**What you have to do**
Your task is to copy each line of the records that includes the string "instance".

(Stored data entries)
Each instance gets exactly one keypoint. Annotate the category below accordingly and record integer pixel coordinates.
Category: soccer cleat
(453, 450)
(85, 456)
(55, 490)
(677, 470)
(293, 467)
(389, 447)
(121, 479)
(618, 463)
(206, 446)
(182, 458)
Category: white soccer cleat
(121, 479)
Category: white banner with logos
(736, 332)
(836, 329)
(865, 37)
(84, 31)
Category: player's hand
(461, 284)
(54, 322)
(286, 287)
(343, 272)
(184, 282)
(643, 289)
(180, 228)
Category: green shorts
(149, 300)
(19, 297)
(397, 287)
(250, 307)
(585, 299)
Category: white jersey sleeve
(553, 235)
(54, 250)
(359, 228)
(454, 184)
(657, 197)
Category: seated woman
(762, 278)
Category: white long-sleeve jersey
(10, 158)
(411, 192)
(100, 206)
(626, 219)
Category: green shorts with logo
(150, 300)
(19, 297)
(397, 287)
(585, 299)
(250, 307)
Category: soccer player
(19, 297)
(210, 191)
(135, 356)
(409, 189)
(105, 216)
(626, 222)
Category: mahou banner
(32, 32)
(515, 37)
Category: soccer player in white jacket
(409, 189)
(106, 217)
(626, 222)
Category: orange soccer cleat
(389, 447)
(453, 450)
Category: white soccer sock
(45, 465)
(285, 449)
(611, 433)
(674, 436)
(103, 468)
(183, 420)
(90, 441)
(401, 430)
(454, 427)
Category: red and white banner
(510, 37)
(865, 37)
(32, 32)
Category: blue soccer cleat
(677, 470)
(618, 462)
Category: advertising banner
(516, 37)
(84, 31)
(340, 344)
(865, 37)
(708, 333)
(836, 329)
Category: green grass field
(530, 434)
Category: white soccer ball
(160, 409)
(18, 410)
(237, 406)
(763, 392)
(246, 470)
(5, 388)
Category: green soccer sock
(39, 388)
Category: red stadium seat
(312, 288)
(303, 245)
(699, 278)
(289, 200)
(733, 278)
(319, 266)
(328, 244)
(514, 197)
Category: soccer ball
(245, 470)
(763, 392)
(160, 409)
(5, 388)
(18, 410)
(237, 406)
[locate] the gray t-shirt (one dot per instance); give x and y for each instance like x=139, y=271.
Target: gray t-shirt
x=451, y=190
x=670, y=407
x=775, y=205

**Result for this exercise**
Each instance gets exactly one keypoint. Annotate the category below accordingly and record integer pixel coordinates.
[locate] the gray t-shirt (one dot per instance); give x and y for each instance like x=139, y=271.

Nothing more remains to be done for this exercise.